--- start of EXTRACT TO READ ---
VBA copy html table data to excel worksheet - excel

I need a VBA script that can extract local html table data to an Excel worksheet. I have some code (found it somewhere on the web) that works by using a URL link, but what I want is to be able to do it using my locally stored html file. The error is I get is 'app defined or object defined error'.
Sub HTML_Table_To_Excel()
Dim htm As Object
Dim Tr As Object
Dim Td As Object
Dim Tab1 As Object
'Replace the URL of the webpage that you want to download
Web_URL = "http://espn.go.com/nba/"
'Create HTMLFile Object
Set HTML_Content = CreateObject("htmlfile")
'Get the WebPage Content to HTMLFile Object
With CreateObject("msxml2.xmlhttp")
--- end of EXTRACT TO READ ---
* **THE TASKS**:
[1] Output the stretch of the VBA table post from "I need a VBA" through "object defined error'.", copied word for word.
[2] In the VBA table post, what error does the poster get?
--- start of GIVEN ENTRIES ---
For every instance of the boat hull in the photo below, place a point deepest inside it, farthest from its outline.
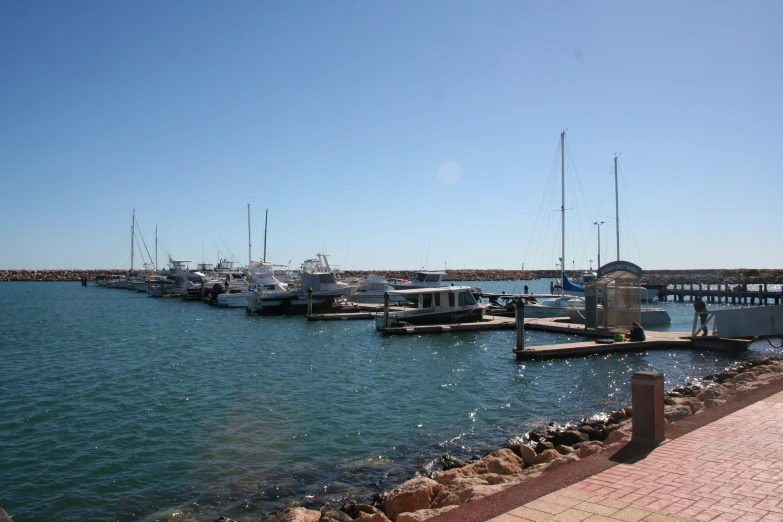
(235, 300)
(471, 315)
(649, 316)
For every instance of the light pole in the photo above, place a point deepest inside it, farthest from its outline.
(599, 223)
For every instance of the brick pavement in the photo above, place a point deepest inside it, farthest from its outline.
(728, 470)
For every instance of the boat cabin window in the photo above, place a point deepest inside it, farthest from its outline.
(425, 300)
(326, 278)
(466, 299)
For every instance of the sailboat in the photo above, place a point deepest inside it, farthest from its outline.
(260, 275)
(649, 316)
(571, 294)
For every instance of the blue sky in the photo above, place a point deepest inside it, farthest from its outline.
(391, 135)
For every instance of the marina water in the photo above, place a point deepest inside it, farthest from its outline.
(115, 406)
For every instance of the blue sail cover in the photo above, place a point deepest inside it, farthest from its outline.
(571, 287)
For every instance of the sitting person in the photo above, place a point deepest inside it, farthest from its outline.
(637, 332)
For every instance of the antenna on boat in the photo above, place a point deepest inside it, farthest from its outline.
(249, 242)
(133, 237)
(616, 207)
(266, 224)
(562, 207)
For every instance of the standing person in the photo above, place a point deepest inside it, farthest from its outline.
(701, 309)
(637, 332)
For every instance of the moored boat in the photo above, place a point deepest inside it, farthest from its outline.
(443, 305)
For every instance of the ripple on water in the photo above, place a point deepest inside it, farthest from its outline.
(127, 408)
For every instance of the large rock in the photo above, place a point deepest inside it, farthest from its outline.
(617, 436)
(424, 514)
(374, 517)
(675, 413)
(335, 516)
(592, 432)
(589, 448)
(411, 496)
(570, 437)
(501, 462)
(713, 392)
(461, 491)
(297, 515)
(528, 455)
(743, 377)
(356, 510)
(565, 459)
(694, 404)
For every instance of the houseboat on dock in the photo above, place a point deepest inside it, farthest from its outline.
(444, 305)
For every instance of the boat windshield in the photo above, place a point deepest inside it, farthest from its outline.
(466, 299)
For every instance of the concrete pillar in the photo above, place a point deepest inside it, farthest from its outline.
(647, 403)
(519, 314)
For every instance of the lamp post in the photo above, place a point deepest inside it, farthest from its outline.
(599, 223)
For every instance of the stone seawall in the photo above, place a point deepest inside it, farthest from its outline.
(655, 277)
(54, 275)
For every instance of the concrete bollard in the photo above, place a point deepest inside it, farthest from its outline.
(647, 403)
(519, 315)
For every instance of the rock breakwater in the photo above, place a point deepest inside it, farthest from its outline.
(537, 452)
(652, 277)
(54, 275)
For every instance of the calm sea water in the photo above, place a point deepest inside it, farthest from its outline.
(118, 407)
--- end of GIVEN ENTRIES ---
--- start of GIVEN ENTRIES ---
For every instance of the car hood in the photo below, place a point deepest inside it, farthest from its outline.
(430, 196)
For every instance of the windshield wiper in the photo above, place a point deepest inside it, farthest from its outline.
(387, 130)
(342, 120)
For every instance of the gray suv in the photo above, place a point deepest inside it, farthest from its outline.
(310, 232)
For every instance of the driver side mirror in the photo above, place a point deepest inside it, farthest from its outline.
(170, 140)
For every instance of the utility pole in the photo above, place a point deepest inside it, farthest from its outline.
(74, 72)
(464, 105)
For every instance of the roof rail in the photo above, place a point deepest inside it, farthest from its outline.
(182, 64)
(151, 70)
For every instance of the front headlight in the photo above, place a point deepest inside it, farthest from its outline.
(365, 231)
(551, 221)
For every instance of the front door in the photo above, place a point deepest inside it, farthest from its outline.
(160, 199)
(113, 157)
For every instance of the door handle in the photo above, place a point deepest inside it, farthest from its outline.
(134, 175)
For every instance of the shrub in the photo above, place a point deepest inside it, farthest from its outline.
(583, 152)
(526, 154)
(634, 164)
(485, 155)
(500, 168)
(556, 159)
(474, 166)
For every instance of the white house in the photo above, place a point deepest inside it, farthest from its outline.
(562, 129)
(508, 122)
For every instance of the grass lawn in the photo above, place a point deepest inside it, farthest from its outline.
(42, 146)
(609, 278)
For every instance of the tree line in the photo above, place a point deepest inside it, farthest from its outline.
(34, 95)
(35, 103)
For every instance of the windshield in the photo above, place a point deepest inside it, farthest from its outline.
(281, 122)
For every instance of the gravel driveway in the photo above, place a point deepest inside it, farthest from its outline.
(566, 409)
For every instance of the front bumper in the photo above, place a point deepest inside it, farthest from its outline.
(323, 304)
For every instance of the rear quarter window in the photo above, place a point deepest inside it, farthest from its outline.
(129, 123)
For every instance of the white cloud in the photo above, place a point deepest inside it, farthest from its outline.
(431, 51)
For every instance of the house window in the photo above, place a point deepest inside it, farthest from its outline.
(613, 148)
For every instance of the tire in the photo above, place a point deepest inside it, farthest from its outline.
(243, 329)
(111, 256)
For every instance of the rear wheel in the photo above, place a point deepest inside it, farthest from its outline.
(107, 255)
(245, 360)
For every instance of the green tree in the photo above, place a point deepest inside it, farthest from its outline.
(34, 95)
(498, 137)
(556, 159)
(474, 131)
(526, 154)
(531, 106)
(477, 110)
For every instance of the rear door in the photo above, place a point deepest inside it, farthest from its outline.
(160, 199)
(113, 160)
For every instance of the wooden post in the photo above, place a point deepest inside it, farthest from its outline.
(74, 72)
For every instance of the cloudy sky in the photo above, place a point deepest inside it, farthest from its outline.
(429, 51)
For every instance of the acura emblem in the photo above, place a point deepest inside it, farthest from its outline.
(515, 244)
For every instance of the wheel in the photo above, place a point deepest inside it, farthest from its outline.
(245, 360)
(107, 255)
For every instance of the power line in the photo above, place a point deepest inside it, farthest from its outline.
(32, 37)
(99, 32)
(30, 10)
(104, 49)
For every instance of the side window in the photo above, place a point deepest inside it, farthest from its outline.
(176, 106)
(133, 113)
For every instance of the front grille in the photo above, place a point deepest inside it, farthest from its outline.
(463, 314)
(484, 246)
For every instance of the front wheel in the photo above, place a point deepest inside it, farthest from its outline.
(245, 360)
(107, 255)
--- end of GIVEN ENTRIES ---
--- start of GIVEN ENTRIES ---
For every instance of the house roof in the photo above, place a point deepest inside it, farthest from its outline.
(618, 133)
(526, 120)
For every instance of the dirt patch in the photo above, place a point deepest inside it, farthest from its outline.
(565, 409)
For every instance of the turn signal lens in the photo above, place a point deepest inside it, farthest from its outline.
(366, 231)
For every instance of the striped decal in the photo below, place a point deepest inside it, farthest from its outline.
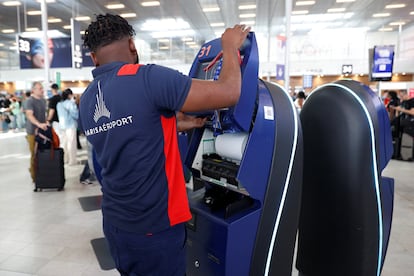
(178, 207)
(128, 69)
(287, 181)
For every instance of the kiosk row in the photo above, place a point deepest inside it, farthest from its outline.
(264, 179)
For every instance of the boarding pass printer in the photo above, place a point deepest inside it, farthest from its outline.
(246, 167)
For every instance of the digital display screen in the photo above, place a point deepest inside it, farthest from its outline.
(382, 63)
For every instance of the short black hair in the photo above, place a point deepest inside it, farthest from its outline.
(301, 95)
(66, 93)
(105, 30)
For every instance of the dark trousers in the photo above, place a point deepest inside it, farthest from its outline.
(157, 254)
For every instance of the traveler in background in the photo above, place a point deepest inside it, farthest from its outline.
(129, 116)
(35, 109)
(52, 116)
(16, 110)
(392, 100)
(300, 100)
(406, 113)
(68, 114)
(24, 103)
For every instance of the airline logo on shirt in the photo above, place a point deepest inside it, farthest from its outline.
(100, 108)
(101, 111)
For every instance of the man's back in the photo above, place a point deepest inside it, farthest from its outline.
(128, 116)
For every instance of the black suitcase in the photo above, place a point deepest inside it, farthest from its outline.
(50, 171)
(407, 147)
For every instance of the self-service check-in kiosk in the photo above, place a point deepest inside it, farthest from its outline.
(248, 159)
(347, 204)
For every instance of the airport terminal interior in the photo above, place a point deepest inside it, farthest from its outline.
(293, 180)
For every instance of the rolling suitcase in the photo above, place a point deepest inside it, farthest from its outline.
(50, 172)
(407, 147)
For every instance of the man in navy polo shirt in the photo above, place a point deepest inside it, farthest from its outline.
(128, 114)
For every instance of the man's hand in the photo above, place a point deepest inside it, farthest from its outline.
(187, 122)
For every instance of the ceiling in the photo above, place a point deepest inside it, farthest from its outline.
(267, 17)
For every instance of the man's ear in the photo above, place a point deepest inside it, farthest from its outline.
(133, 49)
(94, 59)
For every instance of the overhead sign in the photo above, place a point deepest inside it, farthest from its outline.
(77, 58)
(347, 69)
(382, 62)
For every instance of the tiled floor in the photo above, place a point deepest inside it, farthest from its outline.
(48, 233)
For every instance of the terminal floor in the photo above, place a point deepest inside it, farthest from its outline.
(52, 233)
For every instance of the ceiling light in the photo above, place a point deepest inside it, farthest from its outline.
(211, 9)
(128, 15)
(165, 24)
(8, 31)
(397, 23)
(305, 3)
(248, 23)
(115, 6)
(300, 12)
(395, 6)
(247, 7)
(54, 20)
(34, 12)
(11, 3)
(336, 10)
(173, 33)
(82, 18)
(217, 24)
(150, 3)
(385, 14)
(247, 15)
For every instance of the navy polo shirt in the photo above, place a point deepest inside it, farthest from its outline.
--- end of GIVEN ENTRIES ---
* **THE REPLIES**:
[1]
I need a VBA script that can extract local html table data to an Excel worksheet. I have some code (found it somewhere on the web) that works by using a URL link, but what I want is to be able to do it using my locally stored html file. The error is I get is 'app defined or object defined error'.

[2] 'app defined or object defined error'